## [Listed records]
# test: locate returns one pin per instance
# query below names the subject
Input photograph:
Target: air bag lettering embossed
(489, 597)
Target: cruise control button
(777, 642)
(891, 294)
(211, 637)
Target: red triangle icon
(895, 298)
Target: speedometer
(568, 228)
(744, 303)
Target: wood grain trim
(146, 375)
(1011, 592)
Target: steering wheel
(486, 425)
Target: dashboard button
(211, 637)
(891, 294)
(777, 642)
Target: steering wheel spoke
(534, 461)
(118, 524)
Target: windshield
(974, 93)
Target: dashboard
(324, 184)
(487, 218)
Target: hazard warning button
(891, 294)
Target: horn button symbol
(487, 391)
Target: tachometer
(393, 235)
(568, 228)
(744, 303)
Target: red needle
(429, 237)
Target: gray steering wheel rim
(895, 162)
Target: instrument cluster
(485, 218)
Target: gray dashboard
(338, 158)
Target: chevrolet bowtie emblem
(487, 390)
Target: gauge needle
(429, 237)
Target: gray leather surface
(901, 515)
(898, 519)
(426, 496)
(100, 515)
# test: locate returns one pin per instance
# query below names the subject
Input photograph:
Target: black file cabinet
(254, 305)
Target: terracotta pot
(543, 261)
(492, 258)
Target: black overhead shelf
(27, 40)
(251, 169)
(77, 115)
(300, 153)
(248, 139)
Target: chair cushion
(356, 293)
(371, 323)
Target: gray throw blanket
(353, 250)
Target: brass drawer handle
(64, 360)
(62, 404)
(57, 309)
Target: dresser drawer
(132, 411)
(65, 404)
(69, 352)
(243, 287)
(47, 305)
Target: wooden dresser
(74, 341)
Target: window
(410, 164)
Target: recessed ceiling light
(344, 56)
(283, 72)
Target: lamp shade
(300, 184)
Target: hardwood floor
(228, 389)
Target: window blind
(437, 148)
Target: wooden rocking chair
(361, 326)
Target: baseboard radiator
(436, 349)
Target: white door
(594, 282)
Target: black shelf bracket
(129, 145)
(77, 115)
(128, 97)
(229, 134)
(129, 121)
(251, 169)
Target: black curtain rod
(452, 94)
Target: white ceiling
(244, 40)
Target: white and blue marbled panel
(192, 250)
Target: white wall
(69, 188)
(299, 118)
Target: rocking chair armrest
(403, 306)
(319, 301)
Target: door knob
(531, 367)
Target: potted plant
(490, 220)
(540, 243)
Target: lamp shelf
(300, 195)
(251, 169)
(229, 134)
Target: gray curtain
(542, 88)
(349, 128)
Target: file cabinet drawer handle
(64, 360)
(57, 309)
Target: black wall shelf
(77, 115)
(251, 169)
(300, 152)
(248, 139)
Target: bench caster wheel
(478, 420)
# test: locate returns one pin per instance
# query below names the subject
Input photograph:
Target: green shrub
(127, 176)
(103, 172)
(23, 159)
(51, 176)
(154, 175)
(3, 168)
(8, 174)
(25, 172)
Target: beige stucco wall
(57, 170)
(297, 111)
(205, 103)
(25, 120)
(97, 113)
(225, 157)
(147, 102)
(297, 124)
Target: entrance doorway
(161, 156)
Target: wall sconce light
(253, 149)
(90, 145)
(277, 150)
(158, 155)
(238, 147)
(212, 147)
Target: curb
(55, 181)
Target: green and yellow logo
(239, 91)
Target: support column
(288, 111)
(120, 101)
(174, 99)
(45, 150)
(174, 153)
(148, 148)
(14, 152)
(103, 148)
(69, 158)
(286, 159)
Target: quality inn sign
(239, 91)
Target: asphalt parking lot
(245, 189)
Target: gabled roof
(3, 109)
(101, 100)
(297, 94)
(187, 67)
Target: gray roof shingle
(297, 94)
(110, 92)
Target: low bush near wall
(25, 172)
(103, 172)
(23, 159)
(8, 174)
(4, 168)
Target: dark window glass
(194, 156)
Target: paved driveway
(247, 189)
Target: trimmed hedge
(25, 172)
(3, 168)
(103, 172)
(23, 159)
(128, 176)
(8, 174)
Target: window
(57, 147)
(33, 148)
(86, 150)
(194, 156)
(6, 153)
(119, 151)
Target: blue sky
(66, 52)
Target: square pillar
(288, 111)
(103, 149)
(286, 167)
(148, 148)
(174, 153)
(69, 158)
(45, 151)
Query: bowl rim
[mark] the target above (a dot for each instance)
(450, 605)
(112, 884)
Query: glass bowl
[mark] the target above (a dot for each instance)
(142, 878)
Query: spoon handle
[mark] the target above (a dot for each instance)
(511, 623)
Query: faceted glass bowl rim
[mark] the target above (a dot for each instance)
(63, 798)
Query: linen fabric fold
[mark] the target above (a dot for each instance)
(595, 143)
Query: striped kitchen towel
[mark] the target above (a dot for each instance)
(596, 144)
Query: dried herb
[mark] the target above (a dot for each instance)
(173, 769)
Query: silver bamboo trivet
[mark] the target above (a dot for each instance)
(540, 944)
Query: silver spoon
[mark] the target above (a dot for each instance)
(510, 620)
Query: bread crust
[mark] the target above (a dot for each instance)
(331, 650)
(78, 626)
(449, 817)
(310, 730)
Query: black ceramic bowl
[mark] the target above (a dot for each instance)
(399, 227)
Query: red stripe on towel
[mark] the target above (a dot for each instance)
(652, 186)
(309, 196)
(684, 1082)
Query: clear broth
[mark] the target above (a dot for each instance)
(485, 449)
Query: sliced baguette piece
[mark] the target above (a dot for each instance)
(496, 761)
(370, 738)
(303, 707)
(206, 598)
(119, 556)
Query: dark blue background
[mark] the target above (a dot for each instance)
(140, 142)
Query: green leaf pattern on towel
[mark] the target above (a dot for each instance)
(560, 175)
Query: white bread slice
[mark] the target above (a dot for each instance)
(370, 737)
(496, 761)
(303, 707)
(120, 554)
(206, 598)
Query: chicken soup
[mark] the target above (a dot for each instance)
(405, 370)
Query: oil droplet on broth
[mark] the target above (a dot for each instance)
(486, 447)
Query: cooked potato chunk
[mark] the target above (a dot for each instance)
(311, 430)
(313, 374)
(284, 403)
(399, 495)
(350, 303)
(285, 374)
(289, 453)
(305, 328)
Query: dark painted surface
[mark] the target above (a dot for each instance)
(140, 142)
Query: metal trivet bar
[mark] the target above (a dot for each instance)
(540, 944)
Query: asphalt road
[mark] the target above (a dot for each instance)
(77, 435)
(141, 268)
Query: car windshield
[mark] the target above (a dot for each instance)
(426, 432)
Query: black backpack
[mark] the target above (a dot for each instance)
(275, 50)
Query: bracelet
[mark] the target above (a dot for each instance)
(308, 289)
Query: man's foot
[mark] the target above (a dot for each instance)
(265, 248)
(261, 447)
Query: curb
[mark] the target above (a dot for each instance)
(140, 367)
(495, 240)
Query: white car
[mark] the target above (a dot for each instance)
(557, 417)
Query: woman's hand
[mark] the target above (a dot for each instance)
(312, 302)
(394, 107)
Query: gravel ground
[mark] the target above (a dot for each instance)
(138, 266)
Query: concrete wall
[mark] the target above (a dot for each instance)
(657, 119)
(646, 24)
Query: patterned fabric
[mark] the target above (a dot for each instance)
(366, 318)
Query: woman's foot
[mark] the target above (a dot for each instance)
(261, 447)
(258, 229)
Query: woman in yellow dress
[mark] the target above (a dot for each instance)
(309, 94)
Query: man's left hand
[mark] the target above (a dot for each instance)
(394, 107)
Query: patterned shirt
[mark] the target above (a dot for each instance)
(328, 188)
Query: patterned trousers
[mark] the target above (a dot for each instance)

## [Work item]
What number of lines in the listing above hold the string "patterned"? Give that number and nothing else.

## [Answer to this problem]
3